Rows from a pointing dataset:
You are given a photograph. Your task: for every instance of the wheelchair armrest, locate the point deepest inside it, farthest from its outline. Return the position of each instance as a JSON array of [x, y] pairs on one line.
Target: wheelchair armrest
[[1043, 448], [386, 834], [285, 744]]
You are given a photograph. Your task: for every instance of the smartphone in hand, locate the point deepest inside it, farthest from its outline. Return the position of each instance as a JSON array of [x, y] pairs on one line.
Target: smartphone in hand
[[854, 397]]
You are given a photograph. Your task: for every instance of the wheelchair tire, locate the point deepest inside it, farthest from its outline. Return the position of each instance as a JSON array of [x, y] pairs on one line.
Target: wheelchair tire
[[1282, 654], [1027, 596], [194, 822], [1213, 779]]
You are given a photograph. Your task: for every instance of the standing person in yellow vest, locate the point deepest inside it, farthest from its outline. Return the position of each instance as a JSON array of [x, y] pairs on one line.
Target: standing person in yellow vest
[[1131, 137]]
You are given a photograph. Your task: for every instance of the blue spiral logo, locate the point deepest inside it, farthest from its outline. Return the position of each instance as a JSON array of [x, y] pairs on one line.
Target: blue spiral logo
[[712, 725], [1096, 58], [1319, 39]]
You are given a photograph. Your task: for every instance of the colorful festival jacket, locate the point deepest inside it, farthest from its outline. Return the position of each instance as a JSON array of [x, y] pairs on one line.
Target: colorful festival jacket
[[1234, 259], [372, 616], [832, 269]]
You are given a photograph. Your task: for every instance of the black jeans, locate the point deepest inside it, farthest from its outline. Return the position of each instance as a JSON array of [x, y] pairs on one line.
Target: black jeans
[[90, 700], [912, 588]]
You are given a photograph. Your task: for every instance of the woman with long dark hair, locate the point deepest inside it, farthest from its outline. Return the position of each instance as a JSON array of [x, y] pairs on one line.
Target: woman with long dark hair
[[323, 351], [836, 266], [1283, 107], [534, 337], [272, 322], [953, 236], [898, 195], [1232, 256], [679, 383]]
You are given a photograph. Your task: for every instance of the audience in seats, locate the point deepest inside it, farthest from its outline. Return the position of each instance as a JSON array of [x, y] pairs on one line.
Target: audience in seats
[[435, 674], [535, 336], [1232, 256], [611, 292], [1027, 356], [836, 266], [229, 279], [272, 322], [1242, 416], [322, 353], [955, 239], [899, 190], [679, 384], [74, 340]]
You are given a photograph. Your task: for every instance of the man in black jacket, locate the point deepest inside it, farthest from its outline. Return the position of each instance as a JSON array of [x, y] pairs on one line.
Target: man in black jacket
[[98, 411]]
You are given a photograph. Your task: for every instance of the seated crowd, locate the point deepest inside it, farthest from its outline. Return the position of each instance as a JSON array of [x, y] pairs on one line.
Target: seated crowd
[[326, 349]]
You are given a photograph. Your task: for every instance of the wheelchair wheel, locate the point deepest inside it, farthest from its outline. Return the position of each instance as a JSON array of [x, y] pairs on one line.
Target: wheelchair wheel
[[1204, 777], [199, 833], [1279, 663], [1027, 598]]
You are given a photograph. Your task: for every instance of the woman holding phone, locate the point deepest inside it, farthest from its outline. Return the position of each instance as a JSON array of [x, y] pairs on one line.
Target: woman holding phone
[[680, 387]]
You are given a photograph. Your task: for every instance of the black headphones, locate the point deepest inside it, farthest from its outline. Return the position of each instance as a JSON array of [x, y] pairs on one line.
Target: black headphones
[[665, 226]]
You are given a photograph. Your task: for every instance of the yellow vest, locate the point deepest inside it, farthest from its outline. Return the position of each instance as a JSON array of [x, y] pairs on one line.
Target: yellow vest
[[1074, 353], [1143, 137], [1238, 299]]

EXERCISE DIRECTIONS: The records above should be returned exactly.

SOLUTION TO THIS TASK:
You are given a photograph. Your task: for every instance of the wheelchair armrest, locate the point deepest inside it, farthest from its outline. Return the position of each instance as a JSON array of [x, y] pairs on one line.
Target: wheelchair armrest
[[1043, 448], [386, 834], [285, 744]]
You are given a photograph. Your task: for every instance of the smartphone in hand, locate the point deepest inside it, farthest from its outline. Return the position of each instance as a JSON array of [x, y] pairs on one line.
Target: smartphone in hand
[[854, 397]]
You are given a photograph. Your task: for every instance of the wheelchair tire, locate the point deepest inside it, farthest from its outline. Return the position of each instance as a JSON array of [x, y] pairs on one line.
Target: wheelchair tire
[[1282, 654], [1027, 596], [194, 822], [1213, 779]]
You are given a photograph. Your task: for every instance of the standing person in yellow vest, locate the point deepest inside it, farthest from its outline. Return the position of each instance as a JSON array of [x, y] pairs on one line.
Target: standing person in yellow vest
[[1131, 137]]
You are given a photograph. Your task: for every instance of the blue spiral logo, locate the point deepest inside it, farthest from its outline. Return the position of each instance as a JSON array of [x, y] pairs on one line.
Target: blue spiral logo
[[712, 725], [1096, 58], [1319, 39]]
You are given a photograph. Your task: for every instance of the colorful festival jacket, locate the point deepest inside it, farthest from its outline. Return the position of each instance as a JSON array of [x, y] pairs on one line.
Target: colorful festival jacket
[[1234, 259], [372, 616], [832, 269]]
You are given a photograph. Your task: for every instance of the black jeans, locate the point deepest inside it, farthest from its outline. Return the position of each instance as a JSON array of [x, y] pairs on one line.
Target: black jeans
[[90, 700], [912, 588]]
You are given a photograph. Your task: for every instance of the woman with long dark hair, locate the point deepest inside it, farthest from its outline. Return the position of each instance as a JSON array of [x, y] pairs on one line.
Target: woman with long dark hair
[[323, 351], [836, 266], [1283, 107], [534, 337], [272, 322], [953, 236], [898, 195], [1232, 256], [679, 383]]
You are given a photograph. Your task: for every instance of the audience in seats, locate the point deepest inside it, farthest from its outline. Return the position of each instance as a JSON array of [x, y] pairs on one line.
Target: audience in seats
[[435, 674], [535, 336], [1232, 256], [611, 292], [1027, 356], [836, 266], [229, 279], [272, 322], [1242, 416], [322, 353], [955, 239], [899, 190], [679, 384], [74, 340]]
You are given a photograph. Your task: for every instance of the man in black jacket, locate the point deepest inside it, farthest from its outline. Return the position of each instance as a JSON array of [x, y] pairs on one line.
Target: man in black jacket
[[98, 411]]
You are given a photograph. Your task: for every instance of the seated crowd, locate the point deepest inside it, farthest from its outline. Return the position of each instance as a JSON array of [x, y] pairs on one line.
Target: seated crowd
[[326, 349]]
You are given a photograph. Your task: for every instance of the wheelchair wheel, locate the point deepest inside it, farthest from its outline. Return the position of each instance as a JSON array of [x, y] pairs on one line.
Target: wheelchair wheel
[[1204, 777], [199, 833], [1279, 663], [1027, 598]]
You are given a photograph. Your task: for every instance of the woman holding phone, locate the point deepest inside it, farthest from its outline. Return the position of each instance as a JSON array of [x, y] pairs on one line.
Target: woman holding phone
[[680, 387]]
You are given a photograph. Your task: for every instance of the black headphones, locate the point deepest inside it, farthest from its outline. Return the position of each instance as a JSON array of [x, y] pairs on one line.
Target: black headphones
[[665, 226]]
You are given a photograph. Your task: for every instance of the yellow vest, locate the point deepest inside it, farthest from its outline. Return the position of each instance as a JSON array of [x, y] pairs on one line.
Target: yellow vest
[[1074, 353], [1143, 137], [1238, 299]]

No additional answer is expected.